- Input rows:
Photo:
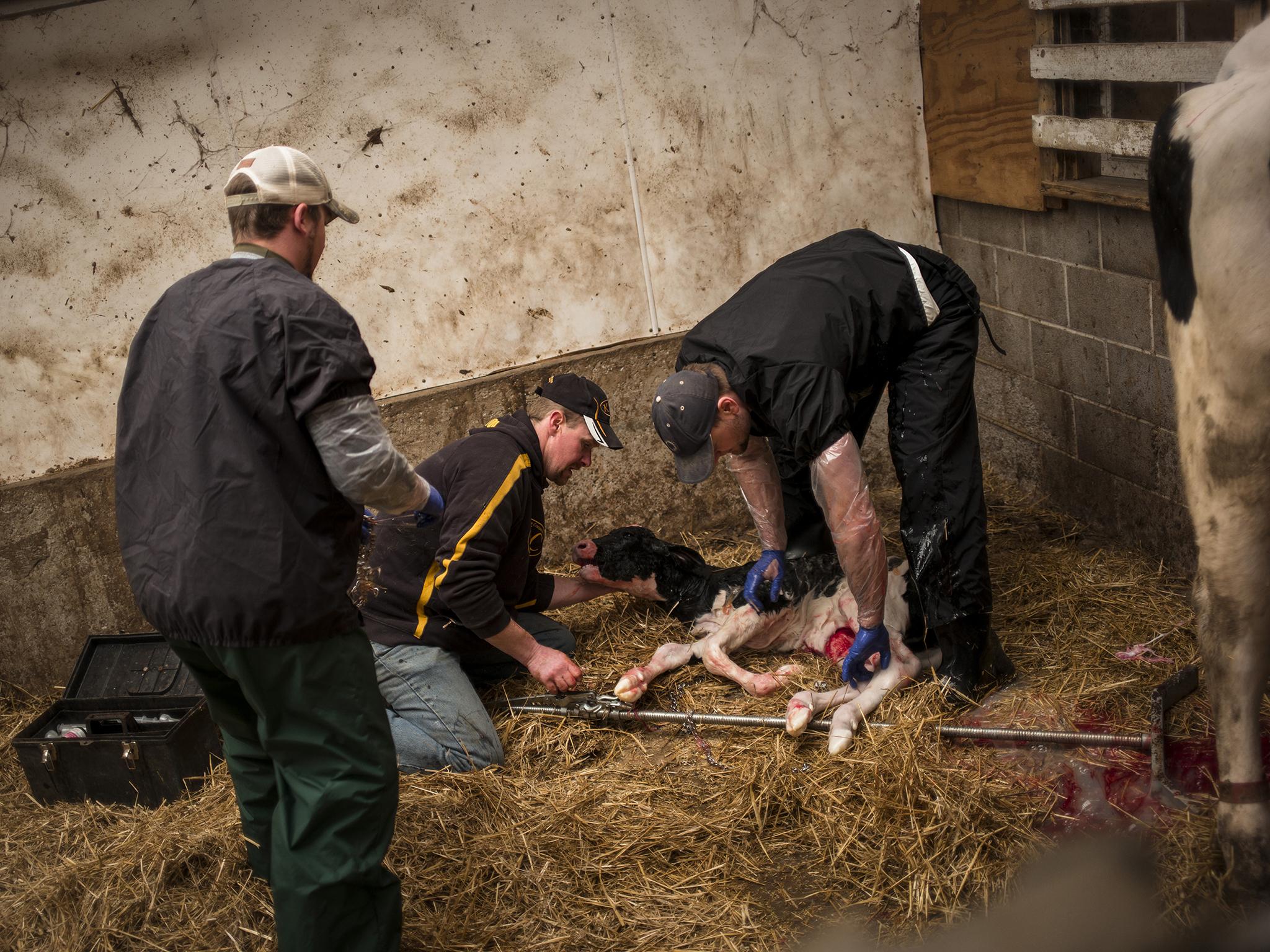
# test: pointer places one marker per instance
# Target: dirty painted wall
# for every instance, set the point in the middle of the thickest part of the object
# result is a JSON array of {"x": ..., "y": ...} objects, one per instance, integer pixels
[{"x": 486, "y": 148}]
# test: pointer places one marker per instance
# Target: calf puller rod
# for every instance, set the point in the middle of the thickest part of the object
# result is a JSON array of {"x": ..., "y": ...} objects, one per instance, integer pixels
[{"x": 591, "y": 707}]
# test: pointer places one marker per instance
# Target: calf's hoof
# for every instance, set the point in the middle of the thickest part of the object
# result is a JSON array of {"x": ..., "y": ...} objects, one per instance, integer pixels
[
  {"x": 765, "y": 684},
  {"x": 631, "y": 685},
  {"x": 798, "y": 715}
]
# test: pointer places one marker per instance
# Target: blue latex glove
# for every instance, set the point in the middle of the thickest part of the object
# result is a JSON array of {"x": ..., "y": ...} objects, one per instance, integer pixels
[
  {"x": 431, "y": 509},
  {"x": 756, "y": 578},
  {"x": 868, "y": 641}
]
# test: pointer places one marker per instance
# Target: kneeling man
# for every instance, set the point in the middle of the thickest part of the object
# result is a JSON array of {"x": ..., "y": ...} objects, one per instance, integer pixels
[{"x": 461, "y": 607}]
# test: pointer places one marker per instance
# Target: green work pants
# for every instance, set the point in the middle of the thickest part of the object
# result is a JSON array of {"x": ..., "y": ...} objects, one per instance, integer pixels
[{"x": 308, "y": 744}]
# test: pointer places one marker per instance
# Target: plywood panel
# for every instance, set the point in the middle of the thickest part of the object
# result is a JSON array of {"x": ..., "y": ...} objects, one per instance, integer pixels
[{"x": 980, "y": 100}]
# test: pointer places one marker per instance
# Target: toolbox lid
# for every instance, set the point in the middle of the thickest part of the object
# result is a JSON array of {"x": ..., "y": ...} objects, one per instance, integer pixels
[{"x": 130, "y": 666}]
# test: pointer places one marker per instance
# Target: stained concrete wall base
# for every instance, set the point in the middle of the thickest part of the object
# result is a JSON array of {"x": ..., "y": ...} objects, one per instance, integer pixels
[{"x": 60, "y": 563}]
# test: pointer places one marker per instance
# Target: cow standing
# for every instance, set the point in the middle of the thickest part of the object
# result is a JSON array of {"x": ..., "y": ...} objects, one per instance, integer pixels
[{"x": 1209, "y": 182}]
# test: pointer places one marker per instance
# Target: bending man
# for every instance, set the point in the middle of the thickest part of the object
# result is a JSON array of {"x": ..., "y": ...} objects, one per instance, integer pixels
[{"x": 783, "y": 381}]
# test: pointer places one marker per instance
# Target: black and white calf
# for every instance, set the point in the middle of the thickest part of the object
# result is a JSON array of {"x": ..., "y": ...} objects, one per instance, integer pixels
[
  {"x": 1209, "y": 183},
  {"x": 815, "y": 612}
]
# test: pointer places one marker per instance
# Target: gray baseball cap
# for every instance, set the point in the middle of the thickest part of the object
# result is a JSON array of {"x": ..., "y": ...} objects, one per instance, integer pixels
[
  {"x": 285, "y": 175},
  {"x": 683, "y": 412}
]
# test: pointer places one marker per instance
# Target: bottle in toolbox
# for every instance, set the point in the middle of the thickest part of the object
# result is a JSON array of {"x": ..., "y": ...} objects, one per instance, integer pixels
[{"x": 134, "y": 728}]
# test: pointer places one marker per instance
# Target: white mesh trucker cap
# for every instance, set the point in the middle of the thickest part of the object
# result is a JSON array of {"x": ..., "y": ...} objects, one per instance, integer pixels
[{"x": 285, "y": 175}]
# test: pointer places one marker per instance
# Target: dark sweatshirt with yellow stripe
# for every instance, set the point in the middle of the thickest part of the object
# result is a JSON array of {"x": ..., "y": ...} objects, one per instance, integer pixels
[{"x": 465, "y": 580}]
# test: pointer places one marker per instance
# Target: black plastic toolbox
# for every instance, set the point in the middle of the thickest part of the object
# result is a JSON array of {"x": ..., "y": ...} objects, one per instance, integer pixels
[{"x": 133, "y": 728}]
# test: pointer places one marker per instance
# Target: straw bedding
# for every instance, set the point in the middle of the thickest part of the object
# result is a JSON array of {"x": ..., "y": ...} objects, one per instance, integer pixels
[{"x": 596, "y": 837}]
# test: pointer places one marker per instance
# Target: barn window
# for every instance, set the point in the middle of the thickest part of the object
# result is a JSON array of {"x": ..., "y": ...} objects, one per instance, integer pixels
[{"x": 1106, "y": 73}]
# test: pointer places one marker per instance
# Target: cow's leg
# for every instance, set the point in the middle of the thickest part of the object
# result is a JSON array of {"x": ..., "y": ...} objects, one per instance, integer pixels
[
  {"x": 742, "y": 625},
  {"x": 633, "y": 684},
  {"x": 1226, "y": 461},
  {"x": 1235, "y": 641}
]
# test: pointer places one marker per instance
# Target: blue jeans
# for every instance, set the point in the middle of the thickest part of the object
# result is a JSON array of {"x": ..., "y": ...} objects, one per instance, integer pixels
[{"x": 435, "y": 712}]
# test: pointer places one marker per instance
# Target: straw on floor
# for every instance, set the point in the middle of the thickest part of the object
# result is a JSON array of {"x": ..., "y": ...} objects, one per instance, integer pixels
[{"x": 593, "y": 837}]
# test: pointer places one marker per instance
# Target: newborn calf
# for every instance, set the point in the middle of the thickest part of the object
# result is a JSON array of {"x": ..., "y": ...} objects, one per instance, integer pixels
[{"x": 815, "y": 612}]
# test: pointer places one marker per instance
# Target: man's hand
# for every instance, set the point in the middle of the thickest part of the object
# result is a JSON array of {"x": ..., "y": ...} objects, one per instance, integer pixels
[
  {"x": 868, "y": 643},
  {"x": 761, "y": 571},
  {"x": 554, "y": 669},
  {"x": 433, "y": 508}
]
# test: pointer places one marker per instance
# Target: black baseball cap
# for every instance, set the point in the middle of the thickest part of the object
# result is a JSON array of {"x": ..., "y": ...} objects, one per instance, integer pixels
[
  {"x": 584, "y": 397},
  {"x": 683, "y": 412}
]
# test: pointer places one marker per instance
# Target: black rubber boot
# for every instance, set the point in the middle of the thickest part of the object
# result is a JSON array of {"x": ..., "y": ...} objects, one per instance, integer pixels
[{"x": 963, "y": 644}]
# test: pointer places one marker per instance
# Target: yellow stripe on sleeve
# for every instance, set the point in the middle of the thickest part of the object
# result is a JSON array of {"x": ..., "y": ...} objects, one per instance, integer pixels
[{"x": 437, "y": 573}]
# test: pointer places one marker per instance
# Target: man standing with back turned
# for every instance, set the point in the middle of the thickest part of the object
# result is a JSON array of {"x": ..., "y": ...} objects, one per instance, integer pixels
[
  {"x": 247, "y": 444},
  {"x": 783, "y": 381}
]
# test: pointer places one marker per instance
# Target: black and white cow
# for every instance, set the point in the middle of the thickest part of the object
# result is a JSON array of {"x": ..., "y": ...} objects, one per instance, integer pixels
[
  {"x": 815, "y": 612},
  {"x": 1209, "y": 183}
]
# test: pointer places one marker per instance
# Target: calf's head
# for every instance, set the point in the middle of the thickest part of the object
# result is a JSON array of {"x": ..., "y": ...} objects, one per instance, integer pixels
[{"x": 634, "y": 560}]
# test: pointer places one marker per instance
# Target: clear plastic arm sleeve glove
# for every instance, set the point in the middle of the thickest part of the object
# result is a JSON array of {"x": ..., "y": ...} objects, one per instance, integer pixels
[
  {"x": 840, "y": 488},
  {"x": 360, "y": 456},
  {"x": 761, "y": 489}
]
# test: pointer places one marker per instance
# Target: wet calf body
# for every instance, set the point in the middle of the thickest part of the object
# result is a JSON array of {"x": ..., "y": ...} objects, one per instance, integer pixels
[
  {"x": 815, "y": 612},
  {"x": 1209, "y": 180}
]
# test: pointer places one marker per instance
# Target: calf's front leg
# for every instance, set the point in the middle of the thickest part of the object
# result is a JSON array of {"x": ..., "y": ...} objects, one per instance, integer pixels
[
  {"x": 735, "y": 632},
  {"x": 633, "y": 684}
]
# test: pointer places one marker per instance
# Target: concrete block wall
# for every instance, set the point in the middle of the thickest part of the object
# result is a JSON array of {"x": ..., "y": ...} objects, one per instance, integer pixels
[{"x": 1081, "y": 405}]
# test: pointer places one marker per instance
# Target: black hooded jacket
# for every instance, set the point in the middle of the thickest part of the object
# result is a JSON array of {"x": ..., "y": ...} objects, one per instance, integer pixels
[
  {"x": 468, "y": 578},
  {"x": 230, "y": 528},
  {"x": 814, "y": 335}
]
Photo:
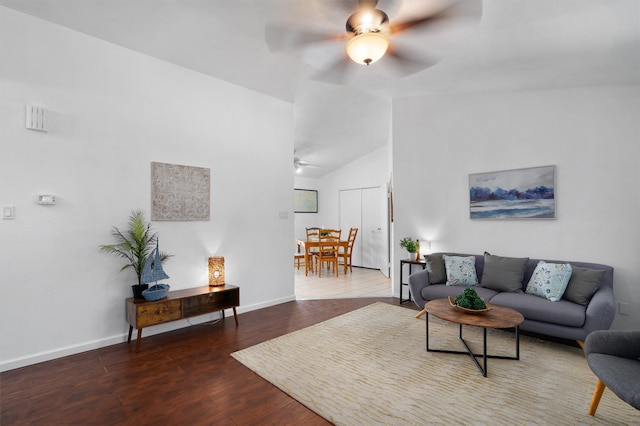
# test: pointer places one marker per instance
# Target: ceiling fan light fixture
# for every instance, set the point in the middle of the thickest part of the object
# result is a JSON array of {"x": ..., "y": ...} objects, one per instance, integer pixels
[{"x": 368, "y": 47}]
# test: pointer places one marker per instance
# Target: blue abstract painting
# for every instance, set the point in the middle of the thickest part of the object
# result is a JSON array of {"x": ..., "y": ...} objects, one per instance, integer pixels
[{"x": 513, "y": 194}]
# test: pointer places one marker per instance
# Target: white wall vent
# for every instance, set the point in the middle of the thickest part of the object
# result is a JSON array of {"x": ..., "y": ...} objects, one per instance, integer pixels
[{"x": 36, "y": 118}]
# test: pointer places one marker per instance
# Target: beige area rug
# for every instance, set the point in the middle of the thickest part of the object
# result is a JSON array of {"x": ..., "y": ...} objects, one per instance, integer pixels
[{"x": 370, "y": 367}]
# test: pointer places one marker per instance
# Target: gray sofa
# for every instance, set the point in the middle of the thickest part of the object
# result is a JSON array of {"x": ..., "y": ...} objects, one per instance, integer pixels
[{"x": 564, "y": 319}]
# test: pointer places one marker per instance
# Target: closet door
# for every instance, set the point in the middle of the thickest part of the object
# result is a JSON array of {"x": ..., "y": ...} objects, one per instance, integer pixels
[
  {"x": 351, "y": 217},
  {"x": 374, "y": 249},
  {"x": 366, "y": 209}
]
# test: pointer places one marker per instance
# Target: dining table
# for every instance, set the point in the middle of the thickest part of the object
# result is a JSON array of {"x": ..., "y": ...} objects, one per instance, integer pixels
[{"x": 308, "y": 245}]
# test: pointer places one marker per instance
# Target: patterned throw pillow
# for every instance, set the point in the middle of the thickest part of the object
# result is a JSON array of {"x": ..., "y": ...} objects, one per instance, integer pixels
[
  {"x": 549, "y": 280},
  {"x": 460, "y": 270}
]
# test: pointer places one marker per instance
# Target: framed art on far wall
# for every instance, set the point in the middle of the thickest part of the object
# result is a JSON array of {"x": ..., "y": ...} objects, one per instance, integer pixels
[
  {"x": 513, "y": 194},
  {"x": 305, "y": 201}
]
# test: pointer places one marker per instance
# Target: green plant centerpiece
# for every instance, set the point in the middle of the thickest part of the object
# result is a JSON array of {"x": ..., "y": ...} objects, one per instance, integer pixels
[
  {"x": 469, "y": 299},
  {"x": 411, "y": 246},
  {"x": 134, "y": 245}
]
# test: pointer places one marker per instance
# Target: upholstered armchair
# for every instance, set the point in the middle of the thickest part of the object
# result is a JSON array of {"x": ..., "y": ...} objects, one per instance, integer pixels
[{"x": 614, "y": 357}]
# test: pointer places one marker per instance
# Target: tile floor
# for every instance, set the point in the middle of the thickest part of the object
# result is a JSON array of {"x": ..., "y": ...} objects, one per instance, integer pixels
[{"x": 361, "y": 282}]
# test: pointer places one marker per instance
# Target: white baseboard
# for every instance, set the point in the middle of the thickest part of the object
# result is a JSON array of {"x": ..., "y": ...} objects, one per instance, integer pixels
[{"x": 43, "y": 356}]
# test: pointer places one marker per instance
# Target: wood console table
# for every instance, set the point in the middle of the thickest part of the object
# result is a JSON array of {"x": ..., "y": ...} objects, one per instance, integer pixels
[{"x": 181, "y": 304}]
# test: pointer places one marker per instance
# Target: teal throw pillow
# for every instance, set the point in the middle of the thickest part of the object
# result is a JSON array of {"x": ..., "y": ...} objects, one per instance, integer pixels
[
  {"x": 549, "y": 280},
  {"x": 461, "y": 270}
]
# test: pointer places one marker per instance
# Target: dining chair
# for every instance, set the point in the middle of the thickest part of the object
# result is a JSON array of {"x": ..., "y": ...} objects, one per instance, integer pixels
[
  {"x": 351, "y": 241},
  {"x": 328, "y": 250}
]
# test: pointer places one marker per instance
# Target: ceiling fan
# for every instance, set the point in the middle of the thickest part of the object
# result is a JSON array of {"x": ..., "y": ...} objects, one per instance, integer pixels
[
  {"x": 370, "y": 35},
  {"x": 299, "y": 164}
]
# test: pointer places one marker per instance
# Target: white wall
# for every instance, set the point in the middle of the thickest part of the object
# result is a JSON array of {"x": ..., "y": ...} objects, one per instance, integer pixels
[
  {"x": 113, "y": 112},
  {"x": 302, "y": 221},
  {"x": 592, "y": 135}
]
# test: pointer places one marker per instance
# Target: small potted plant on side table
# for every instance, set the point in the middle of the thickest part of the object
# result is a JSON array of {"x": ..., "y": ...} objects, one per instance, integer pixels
[
  {"x": 134, "y": 245},
  {"x": 411, "y": 246}
]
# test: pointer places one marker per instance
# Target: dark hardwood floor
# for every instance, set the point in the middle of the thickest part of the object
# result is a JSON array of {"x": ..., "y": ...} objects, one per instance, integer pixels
[{"x": 184, "y": 377}]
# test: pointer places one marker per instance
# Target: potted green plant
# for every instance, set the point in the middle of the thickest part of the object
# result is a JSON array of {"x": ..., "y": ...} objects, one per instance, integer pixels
[
  {"x": 410, "y": 245},
  {"x": 134, "y": 245}
]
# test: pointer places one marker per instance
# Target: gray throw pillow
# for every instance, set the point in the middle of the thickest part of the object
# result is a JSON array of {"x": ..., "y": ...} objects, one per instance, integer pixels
[
  {"x": 503, "y": 273},
  {"x": 437, "y": 271},
  {"x": 583, "y": 284}
]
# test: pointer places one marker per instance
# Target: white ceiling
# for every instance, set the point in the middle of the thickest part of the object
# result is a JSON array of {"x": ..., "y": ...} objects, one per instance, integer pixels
[{"x": 510, "y": 45}]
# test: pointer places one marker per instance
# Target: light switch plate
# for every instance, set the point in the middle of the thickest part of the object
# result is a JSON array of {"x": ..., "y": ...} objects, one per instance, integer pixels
[{"x": 8, "y": 212}]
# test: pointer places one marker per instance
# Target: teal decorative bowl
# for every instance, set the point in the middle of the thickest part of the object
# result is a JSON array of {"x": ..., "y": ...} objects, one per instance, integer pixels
[{"x": 156, "y": 292}]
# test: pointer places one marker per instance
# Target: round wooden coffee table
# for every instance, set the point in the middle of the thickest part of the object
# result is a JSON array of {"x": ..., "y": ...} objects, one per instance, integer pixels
[{"x": 497, "y": 317}]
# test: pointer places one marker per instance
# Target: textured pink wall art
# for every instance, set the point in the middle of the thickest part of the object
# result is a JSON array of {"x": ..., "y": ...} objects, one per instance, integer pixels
[{"x": 180, "y": 192}]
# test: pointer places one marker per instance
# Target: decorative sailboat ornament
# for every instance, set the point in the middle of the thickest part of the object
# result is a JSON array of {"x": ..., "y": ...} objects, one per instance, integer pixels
[{"x": 152, "y": 272}]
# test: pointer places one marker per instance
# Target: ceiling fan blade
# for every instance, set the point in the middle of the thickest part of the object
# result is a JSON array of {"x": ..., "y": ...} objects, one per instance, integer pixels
[
  {"x": 464, "y": 9},
  {"x": 407, "y": 61},
  {"x": 336, "y": 73},
  {"x": 284, "y": 38}
]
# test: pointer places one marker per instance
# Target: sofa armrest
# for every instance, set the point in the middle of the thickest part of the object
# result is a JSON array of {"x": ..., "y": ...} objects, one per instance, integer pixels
[
  {"x": 418, "y": 281},
  {"x": 601, "y": 310}
]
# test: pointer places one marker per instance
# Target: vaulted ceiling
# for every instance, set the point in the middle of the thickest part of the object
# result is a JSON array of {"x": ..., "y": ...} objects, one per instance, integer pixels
[{"x": 499, "y": 45}]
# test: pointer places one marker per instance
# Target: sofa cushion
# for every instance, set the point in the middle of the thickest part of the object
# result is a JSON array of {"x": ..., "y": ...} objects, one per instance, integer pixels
[
  {"x": 503, "y": 273},
  {"x": 540, "y": 309},
  {"x": 442, "y": 291},
  {"x": 549, "y": 280},
  {"x": 583, "y": 284},
  {"x": 461, "y": 270},
  {"x": 437, "y": 271}
]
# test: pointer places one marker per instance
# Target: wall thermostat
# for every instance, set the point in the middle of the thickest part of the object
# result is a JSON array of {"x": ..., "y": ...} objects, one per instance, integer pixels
[{"x": 46, "y": 199}]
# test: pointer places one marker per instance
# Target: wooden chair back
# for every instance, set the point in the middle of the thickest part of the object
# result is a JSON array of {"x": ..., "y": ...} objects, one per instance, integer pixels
[{"x": 328, "y": 250}]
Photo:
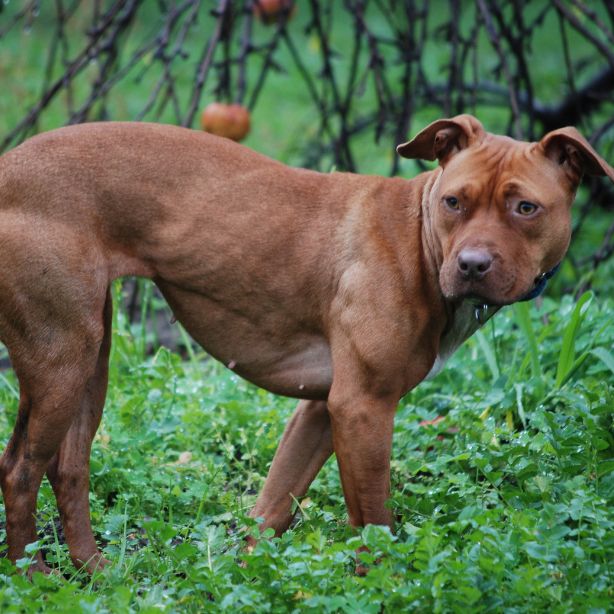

- Instructions for the task: How many lines in the items above contain the string "straw", counting only matches whose letter case is identical? Reply with the number alone.

- Task answer: 2